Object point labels

........

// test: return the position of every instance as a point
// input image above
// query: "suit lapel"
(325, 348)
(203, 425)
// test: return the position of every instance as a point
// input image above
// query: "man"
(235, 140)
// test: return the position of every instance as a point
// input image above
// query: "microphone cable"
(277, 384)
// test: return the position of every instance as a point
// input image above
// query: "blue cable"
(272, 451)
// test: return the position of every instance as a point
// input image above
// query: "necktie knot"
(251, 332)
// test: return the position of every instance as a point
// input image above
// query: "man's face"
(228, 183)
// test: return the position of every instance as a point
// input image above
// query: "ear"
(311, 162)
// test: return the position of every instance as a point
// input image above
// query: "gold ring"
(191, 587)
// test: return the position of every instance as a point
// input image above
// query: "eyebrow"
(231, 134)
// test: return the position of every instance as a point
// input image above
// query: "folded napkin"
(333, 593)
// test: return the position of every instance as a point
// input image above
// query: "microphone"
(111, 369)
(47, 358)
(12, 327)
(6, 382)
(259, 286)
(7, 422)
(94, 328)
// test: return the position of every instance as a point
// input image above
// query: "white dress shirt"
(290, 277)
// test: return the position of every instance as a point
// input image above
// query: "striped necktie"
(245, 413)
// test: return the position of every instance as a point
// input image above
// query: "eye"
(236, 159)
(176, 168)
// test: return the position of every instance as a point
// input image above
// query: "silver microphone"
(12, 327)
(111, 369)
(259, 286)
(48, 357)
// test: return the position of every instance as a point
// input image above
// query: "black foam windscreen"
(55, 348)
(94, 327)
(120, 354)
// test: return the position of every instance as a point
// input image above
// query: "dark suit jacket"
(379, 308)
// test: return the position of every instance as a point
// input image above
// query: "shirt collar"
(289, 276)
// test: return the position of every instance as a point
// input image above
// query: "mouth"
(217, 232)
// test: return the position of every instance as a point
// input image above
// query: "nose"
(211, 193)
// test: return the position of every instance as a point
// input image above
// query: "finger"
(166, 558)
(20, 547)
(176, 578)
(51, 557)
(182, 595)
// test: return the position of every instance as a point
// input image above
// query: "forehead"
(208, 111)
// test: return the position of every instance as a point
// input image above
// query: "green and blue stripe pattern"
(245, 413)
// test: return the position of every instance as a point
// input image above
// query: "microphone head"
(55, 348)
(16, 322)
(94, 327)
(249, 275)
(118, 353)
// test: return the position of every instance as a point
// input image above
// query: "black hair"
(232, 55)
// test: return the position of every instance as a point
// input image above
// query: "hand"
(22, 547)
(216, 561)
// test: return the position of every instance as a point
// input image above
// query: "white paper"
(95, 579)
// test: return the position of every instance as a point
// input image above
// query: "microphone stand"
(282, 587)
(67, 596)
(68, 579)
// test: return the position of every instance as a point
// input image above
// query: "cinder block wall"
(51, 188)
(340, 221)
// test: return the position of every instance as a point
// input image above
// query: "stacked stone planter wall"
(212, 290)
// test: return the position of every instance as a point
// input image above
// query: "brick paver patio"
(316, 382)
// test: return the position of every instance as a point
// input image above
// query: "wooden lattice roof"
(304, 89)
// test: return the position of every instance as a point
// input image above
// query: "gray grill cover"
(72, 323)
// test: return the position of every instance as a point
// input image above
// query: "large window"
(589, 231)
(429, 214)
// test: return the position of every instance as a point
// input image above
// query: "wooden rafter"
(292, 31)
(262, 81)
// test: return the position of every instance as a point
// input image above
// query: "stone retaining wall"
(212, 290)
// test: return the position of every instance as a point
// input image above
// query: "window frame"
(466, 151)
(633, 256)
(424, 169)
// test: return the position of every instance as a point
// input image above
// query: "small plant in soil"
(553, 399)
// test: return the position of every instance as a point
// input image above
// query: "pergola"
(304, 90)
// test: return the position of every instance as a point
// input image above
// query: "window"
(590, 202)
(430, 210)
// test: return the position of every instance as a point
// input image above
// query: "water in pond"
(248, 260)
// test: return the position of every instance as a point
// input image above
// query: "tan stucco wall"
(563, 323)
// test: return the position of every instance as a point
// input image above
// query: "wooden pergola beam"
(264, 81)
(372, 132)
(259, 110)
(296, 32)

........

Pick out every line in the records above that contains the string "wall", matching its case exactly.

** Written reply **
// query: "cinder block wall"
// query: "stacked stone planter wall"
// query: "stone retaining wall"
// query: "tan stucco wall"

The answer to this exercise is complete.